DESCRIPTION OF THE TASK: Write out, from the entries below, exactly the lines that run between the lines holding "Could you please identify the bird's beak" and "Could you please identify the wagtail", inclusive, and stop there.

RECORDS TO PROCESS:
::::::::
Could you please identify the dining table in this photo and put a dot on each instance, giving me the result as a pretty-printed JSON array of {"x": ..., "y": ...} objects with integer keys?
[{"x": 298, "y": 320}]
::::::::
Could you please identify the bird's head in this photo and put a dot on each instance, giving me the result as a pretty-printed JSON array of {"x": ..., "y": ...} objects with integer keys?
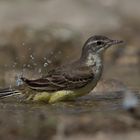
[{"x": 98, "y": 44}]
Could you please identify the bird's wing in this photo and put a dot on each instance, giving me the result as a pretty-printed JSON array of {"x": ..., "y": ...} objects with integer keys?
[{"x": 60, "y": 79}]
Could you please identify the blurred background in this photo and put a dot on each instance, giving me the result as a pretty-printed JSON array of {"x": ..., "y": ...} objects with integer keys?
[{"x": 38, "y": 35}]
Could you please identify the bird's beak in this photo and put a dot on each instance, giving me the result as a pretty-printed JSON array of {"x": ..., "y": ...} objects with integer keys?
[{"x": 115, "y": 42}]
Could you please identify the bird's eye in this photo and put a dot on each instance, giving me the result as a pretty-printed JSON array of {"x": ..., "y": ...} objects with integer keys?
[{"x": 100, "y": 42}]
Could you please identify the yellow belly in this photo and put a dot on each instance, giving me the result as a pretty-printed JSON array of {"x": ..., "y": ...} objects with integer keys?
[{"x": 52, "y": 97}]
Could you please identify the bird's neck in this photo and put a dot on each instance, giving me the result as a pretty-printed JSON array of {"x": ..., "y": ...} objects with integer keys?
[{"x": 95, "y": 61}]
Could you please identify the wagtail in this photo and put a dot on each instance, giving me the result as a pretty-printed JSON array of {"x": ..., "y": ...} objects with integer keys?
::::::::
EXERCISE RESULT:
Could you please identify the bird's beak in this photo and put a dot on each instance, giving me the result as a pretty-printed JSON array of {"x": ..., "y": ...} objects with integer keys?
[{"x": 115, "y": 42}]
Could you please identify the bird's eye in this photo and put a dot on each instance, giving me the result as a pretty-printed JSON array of {"x": ..., "y": ...} objects with integer keys?
[{"x": 100, "y": 42}]
Could you please identify the yellow belly in this photo and put a dot on each instance, giving me the result as a pretty-printed JSON array of {"x": ..., "y": ...} objects with integer keys?
[{"x": 52, "y": 97}]
Could you please identify the bird's neck in this photo and put a dot on each instance, giving me the result as a pretty-printed JSON array of {"x": ..., "y": ...} objects with integer keys?
[{"x": 95, "y": 61}]
Could you please identify the wagtail in this photo and put a dot on each instance, giving me the result as a pretty-printed JSON array of {"x": ..., "y": ...} objects with integer keys?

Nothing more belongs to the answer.